# [Task list]
1. In the court opinion below, what sentence did the district court impose on Gutierrez?
2. Summarize the court opinion below in two sentences.
3. In the court opinion below, why does the court consider the merits of Gutierrez's personal-knowledge argument, even though the state says he did not preserve it? Answer in one to three sentences.

Text shown Start Marker

Miguel Gutierrez appeals from his judgment of conviction for rape. Specifically, Gutierrez challenges the district court's allowance of a question posed by the jury to be admitted and answered at trial and the denial of his motion for a mistrial made during the prosecutor's rebuttal closing argument. For the reasons set forth below, we affirm.
FACTS AND PROCEDURE
The victim in this case is a nineteen-year-old woman. During an evening walk, the victim met Gutierrez while he was standing at a pay phone outside the motel where he was staying. After this introduction, the victim briefly met on a social basis with Gutierrez three times over the next two days. On their third meeting, at Gutierrez's motel room, Gutierrez made sexual advances toward the victim. According to the victim she refused his advances, and he then forcibly raped her. The victim reported the incident to the police, and Gutierrez was arrested and charged with one count of rape. I.C. § 18-6101(3). A jury found Gutierrez guilty after a trial. The district court sentenced Gutierrez to a unified term of ten years, with a minimum period of confinement of five years. Gutierrez appeals.
ANALYSISA. Jury Question
At trial, the jury submitted a question for a witness, the registered nurse (RN) who performed the rape kit examination on the victim. The question was whether it was unusual for rape victims to have no external physical injuries. Gutierrez objected to the question on the grounds of relevancy, foundation, and unfair prejudice. The district court overruled the objection and allowed the RN to answer the question. On appeal, Gutierrez asserts the district court erred in allowing the question. Gutierrez argues there was insufficient foundation establishing the RN had personal knowledge, as required by Idaho Rule of Evidence 602 1 , as to whether the alleged victims she previously examined had actually been raped. As a result, Gutierrez contends the RN did not have personal knowledge of whether it was unusual for victims of rape to not have external injuries. The state responds that Gutierrez did not object on the grounds of lack of personal knowledge under Rule 602 and, therefore, has not preserved that specific objection for appeal. The state also asserts that, even if Gutierrez had made such an objection, the testimony's admission was not error.
Generally, issues not raised below may not be considered for the first time on appeal. State v. Fodge, 121 Idaho 192, 195, 824 P.2d 123, 126 (1992). For an objection to be preserved for appellate review, either the specific ground for the objection must be clearly stated or the basis of the objection must be apparent from the context. State v. Sheahan, 139 Idaho 267, 277, 77 P.3d 956, 966 (2003). We conclude that Gutierrez's stated objection to lack of foundation was broad enough to encompass Rule 602 and, therefore, we consider the merits of the issue raised.

Text shown End Marker
Provided information Start Marker

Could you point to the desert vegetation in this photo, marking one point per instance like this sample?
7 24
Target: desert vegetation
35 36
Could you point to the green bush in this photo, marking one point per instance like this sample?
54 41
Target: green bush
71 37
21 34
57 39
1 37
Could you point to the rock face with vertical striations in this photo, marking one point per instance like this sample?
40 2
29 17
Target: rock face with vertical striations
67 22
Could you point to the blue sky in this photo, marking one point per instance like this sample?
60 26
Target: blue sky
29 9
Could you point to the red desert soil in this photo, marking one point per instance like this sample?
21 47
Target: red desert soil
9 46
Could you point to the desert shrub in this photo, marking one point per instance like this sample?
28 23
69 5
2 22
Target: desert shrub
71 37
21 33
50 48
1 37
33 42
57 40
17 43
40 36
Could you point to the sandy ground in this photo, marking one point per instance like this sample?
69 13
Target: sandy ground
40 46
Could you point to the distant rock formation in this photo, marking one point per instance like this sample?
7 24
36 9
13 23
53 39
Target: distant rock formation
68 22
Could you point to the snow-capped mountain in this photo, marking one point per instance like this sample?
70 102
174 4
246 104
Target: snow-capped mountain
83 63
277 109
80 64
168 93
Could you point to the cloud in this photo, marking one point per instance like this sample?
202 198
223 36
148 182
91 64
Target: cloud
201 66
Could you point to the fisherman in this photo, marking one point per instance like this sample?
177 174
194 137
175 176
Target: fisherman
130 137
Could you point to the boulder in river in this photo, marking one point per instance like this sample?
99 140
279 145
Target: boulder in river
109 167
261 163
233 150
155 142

Provided information End Marker
Provided information Start Marker

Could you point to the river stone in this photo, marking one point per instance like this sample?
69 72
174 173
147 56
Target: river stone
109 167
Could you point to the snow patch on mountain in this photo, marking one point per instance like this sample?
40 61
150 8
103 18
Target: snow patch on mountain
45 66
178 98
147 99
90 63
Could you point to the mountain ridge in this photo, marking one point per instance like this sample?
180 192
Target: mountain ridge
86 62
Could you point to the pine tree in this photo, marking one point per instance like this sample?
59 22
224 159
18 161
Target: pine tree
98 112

Provided information End Marker
Provided information Start Marker

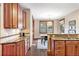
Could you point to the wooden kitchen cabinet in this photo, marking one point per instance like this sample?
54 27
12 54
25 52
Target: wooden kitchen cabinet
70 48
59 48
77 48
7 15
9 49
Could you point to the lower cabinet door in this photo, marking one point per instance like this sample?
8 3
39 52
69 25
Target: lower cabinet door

Provided information End Marker

# [Exercise solutions]
1. A unified term of ten years, with a minimum period of confinement of five years.

2. Miguel Gutierrez appeals his rape conviction, challenging the district court's decision to allow a jury question to be answered at trial and its denial of his motion for a mistrial during the prosecutor's rebuttal closing argument. The jury had asked the nurse who examined the victim whether it was unusual for rape victims to have no external physical injuries, and the court holds that Gutierrez's foundation objection was broad enough to preserve his personal-knowledge argument under Rule 602.

3. An objection is preserved for appeal if its specific ground is clearly stated or its basis is apparent from the context. The court concludes that Gutierrez's objection for lack of foundation was broad enough to encompass Rule 602, so the issue was preserved.